(TEXTO APRESENTADO)
****
A reforma tributária continua aprisionada à guerra fria que se instalou entre o Senado e a Câmara pela disputa da agenda econômica. Se não fosse esse embate, que ainda persiste, e a indecisão do governo Bolsonaro sobre o caminho de tramitação das propostas, muito provavelmente o projeto de reforma do sistema tributário já estaria mais adiantada no Congresso.
A verdade é que falta foco. Não se sabe até agora qual é a prioridade de fato. Ninguém é capaz de responder com segurança a seguinte pergunta: depois da aprovação da reforma da Previdência, qual é a nova reforma prioritária? Isso vale para a equipe econômica e também para as lideranças congressistas. As prioridades mudam todos os dias.
Na terça-feira passada, o presidente da Câmara, Rodrigo Maia (DEM-RJ), disse, no evento Empresas Mais do Grupo Estado, que a reforma administrativa pode andar mais rápido do que a tributária. Lideranças empresariais e da Câmara não gostaram.
Poucos dias depois, na sexta-feira, Maia voltou atrás e disse que a reforma tributária continua como prioridade da Câmara. “Não adianta reduzir gastos públicos se não trabalharmos para melhorar a produtividade das empresas”, escreveu no Twitter ao reproduzir reportagem do Estado que mostrava que o governo pode deixar para um segundo momento o envio da proposta de reforma tributária e focar na administrativa e nas medidas de ajuste fiscal para a redução dos gastos obrigatórios.
Empresários procuraram Maia para alertá-lo que não há reforma mais importante para a retomada do que a tributária. O líder do MDB, Baleia Rossi (SP), autor da PEC 45 de reforma tributária na Câmara, também reagiu no Twitter: “A reforma não vai parar”, postou. Ele e o relator da proposta, deputado Aguinaldo Ribeiro (PP-PB), já estão com as negociações avançadas com setores.
****
(INSTRUÇÕES)
As seguintes afirmações concordam com o texto sobre a reforma tributária? Responda sim ou não a cada uma e cite, entre aspas, as palavras do texto que decidem: (a) Na terça-feira, Rodrigo Maia disse que a reforma administrativa pode andar mais rápido do que a tributária. (b) Baleia Rossi é o relator da PEC 45 de reforma tributária na Câmara. (c) As lideranças congressistas já definiram qual é a nova reforma prioritária depois da Previdência.

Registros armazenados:
****
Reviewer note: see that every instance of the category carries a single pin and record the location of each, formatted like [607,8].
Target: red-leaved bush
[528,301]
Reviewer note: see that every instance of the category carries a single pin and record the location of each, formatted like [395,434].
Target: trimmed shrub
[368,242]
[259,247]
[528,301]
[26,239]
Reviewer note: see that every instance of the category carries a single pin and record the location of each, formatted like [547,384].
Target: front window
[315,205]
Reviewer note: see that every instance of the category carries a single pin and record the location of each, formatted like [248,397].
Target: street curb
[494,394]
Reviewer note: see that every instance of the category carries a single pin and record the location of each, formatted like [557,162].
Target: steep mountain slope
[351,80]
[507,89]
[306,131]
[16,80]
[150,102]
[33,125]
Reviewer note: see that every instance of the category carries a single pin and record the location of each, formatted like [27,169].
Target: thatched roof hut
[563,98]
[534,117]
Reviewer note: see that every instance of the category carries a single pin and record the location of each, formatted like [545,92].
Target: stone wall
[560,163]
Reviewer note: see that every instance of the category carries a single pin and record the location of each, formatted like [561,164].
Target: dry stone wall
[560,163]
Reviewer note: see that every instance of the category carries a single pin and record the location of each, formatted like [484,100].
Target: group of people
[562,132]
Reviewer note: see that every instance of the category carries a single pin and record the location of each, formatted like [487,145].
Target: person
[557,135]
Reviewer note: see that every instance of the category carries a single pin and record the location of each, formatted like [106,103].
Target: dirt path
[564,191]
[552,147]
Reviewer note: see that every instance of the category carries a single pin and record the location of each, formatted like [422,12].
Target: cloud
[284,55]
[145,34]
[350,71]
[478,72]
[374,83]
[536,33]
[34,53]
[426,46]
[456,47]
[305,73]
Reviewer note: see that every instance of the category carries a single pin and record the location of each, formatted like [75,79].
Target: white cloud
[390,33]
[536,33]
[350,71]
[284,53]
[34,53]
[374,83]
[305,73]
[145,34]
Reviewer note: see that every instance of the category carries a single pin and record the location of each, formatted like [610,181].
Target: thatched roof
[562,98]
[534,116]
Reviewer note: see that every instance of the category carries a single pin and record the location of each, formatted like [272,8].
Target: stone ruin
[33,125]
****
(RESPOSTA COMENTADA)
(a) Sim: “disse, no evento Empresas Mais do Grupo Estado, que a reforma administrativa pode andar mais rápido do que a tributária”.
(b) Não: “Baleia Rossi (SP), autor da PEC 45 de reforma tributária na Câmara” e “o relator da proposta, deputado Aguinaldo Ribeiro (PP-PB)”.
(c) Não: “Ninguém é capaz de responder com segurança a seguinte pergunta: depois da aprovação da reforma da Previdência, qual é a nova reforma prioritária? Isso vale para a equipe econômica e também para as lideranças congressistas.”